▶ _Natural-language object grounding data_
* * * *

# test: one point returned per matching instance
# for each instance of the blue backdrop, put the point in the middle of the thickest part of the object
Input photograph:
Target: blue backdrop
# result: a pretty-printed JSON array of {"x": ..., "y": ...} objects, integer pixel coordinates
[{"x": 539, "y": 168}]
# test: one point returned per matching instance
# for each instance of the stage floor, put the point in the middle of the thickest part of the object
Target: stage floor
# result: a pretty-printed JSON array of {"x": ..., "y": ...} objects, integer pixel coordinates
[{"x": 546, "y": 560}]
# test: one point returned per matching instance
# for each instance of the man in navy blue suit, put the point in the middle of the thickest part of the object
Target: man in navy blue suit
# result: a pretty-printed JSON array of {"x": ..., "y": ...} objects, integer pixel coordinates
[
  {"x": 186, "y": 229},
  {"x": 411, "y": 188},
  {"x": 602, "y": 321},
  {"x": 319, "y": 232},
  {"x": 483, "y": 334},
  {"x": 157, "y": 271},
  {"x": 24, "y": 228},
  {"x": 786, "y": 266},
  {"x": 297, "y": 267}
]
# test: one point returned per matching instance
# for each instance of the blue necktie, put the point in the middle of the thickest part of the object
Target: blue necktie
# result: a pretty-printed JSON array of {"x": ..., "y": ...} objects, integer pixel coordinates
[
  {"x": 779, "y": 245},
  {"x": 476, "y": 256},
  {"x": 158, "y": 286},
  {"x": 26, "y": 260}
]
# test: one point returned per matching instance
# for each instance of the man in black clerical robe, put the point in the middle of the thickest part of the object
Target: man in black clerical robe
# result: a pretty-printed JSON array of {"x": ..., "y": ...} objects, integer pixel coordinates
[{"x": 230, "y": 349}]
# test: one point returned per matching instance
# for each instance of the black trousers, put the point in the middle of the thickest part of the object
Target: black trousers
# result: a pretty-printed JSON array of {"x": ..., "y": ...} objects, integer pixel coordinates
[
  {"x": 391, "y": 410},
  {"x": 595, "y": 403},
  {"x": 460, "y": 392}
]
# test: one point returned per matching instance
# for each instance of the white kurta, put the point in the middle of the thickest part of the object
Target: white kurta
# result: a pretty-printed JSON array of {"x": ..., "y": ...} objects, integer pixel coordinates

* * * *

▶ _Aim of the exercise_
What you give back must be the stretch above, starting at the line with "Target: blue necktie" and ending at the line with "Target: man in black clerical robe", copied exactly.

▶ _Task output_
Target: blue necktie
# result: a pretty-printed JSON array of {"x": ..., "y": ...} objects, integer pixel coordinates
[
  {"x": 779, "y": 245},
  {"x": 476, "y": 256},
  {"x": 158, "y": 286},
  {"x": 26, "y": 260}
]
# test: one point returned per matching instance
# for each instance of the man in black clerical robe, put the point in the middle of the thickest part of the object
Target: man in black clerical robe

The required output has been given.